* EXERCISE 1
In the listing, starting at the line that contains "[locate] hillside (a" and ending at the end of the listing, swap "meadow" for "pasture". Give those lines again with everything else unchanged.

* EXTRACT
----

LineSurface &operator=(const LineSurface &other)

Assignment operator.

Parameters

other – is the source surface dor copying

virtual double pathCorrection(const GeometryContext &gctx, const Vector3 &position, const Vector3 &momentum) const override

the pathCorrection for derived classes with thickness is by definition 1 for LineSurfaces

Note

input parameters are ignored

Note

there’s no material associated to the line surface

virtual RotationMatrix3 referenceFrame(const GeometryContext &gctx, const Vector3 &position, const Vector3 &momentum) const final

Return the measurement frame - this is needed for alignment, in particular.

for StraightLine and Perigee Surface

• the default implementation is the RotationMatrix3 of the transform

Parameters
• gctx – The current geometry context object, e.g. alignment

• position – is the global position where the measurement frame is constructed

• momentum – is the momentum used for the measurement frame construction

Returns

is a rotation matrix that indicates the measurement frame

Protected Functions

LineSurface(const Transform3 &transform, double radius, double halez)

Constructor from Transform3 and bounds.

Parameters
• transform – The transform that positions the surface in the global frame

• halez – The half length in z

LineSurface(const Transform3 &transform, std::shared_ptr<const LineBounds> lbounds = nullptr)

Constructor from Transform3 and a shared bounds object.

Parameters
• transform – The transform that positions the surface in the global frame

• lbounds – The bounds describing the straw dimensions, can be optionally nullptr

LineSurface(std::shared_ptr<const LineBounds> lbounds, const DetectorElementBase &detelement)

----

* SUPPLIED RECORDS
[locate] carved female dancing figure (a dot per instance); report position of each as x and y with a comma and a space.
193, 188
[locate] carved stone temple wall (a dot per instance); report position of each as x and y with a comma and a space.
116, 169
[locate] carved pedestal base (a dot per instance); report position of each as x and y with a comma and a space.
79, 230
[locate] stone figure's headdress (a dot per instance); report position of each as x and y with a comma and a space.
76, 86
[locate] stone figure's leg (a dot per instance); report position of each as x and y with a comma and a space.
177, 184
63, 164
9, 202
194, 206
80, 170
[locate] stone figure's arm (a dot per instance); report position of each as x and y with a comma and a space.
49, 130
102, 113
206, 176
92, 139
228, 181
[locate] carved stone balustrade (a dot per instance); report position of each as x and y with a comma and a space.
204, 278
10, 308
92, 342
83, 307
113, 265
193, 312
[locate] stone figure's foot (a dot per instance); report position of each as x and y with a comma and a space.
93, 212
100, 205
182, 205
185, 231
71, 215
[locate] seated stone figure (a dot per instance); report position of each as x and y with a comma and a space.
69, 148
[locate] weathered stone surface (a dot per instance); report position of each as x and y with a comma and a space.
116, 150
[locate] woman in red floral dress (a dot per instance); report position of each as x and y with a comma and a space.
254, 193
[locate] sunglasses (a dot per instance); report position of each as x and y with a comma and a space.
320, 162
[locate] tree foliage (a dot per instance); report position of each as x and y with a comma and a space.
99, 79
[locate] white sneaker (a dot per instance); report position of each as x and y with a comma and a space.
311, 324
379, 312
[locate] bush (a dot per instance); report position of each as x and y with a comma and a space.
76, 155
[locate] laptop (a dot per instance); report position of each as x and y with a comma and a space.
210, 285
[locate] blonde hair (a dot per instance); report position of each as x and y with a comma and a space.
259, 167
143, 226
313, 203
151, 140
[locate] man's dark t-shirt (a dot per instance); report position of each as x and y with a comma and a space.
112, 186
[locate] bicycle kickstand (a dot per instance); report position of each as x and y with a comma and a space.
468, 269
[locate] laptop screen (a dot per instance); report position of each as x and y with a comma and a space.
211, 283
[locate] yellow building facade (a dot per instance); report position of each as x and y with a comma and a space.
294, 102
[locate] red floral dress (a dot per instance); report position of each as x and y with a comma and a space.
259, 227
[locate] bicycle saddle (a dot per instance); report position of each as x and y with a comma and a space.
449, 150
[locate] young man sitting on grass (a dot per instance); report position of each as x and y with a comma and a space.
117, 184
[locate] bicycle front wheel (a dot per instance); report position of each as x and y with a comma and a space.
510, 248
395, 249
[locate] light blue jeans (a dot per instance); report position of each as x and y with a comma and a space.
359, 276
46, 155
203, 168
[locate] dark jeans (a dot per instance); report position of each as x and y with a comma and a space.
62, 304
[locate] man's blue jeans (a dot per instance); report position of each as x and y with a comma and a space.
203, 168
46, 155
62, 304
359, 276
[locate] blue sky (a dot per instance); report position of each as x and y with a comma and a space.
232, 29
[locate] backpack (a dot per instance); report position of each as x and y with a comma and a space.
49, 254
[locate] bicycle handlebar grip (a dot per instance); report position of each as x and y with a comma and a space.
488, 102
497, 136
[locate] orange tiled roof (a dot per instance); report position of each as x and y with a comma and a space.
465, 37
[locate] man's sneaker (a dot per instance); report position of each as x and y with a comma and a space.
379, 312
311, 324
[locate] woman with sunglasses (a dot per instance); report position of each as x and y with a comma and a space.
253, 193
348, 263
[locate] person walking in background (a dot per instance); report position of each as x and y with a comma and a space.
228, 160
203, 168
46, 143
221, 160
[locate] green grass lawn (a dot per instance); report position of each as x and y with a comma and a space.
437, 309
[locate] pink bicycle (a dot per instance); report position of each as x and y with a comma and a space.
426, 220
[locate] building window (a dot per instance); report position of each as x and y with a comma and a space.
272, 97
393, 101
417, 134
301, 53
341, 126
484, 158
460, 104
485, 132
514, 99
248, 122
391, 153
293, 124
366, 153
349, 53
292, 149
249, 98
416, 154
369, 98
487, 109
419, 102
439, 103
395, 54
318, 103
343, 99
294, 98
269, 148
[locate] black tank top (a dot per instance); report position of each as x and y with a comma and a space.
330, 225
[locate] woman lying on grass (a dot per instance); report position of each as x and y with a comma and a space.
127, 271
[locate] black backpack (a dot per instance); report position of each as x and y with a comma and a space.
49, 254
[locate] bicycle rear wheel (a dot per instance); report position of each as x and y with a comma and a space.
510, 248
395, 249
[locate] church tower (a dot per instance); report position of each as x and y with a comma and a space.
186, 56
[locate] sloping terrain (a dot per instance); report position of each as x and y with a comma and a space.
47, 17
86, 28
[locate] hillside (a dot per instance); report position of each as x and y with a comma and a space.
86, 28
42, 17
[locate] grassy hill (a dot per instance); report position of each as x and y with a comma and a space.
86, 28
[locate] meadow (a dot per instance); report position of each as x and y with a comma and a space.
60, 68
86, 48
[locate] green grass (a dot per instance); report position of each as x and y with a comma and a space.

----

* EXERCISE 2
Extend the LineSurface reference documentation beyond its final line.

* WRITTEN RESPONSE 1
[locate] hillside (a dot per instance); report position of each as x and y with a comma and a space.
86, 28
42, 17
[locate] grassy hill (a dot per instance); report position of each as x and y with a comma and a space.
86, 28
[locate] pasture (a dot per instance); report position of each as x and y with a comma and a space.
60, 68
86, 48
[locate] green grass (a dot per instance); report position of each as x and y with a comma and a space.

* WRITTEN RESPONSE 2
Constructor from DetectorElementBase : Element proxy.

Parameters
• lbounds – The bounds describing the straw dimensions

• detelement – for which this surface is (at least) one representation

LineSurface(const LineSurface &other)

Copy constructor.

Parameters

other – The source surface for copying

LineSurface(const GeometryContext &gctx, const LineSurface &other, const Transform3 &shift)

Copy constructor - with shift.

Parameters
• gctx – The current geometry context object, e.g. alignment

• other – is the source cone surface

• shift – is the additional transform applied after copying

Protected Attributes

std::shared_ptr<const LineBounds> m_bounds

bounds (shared)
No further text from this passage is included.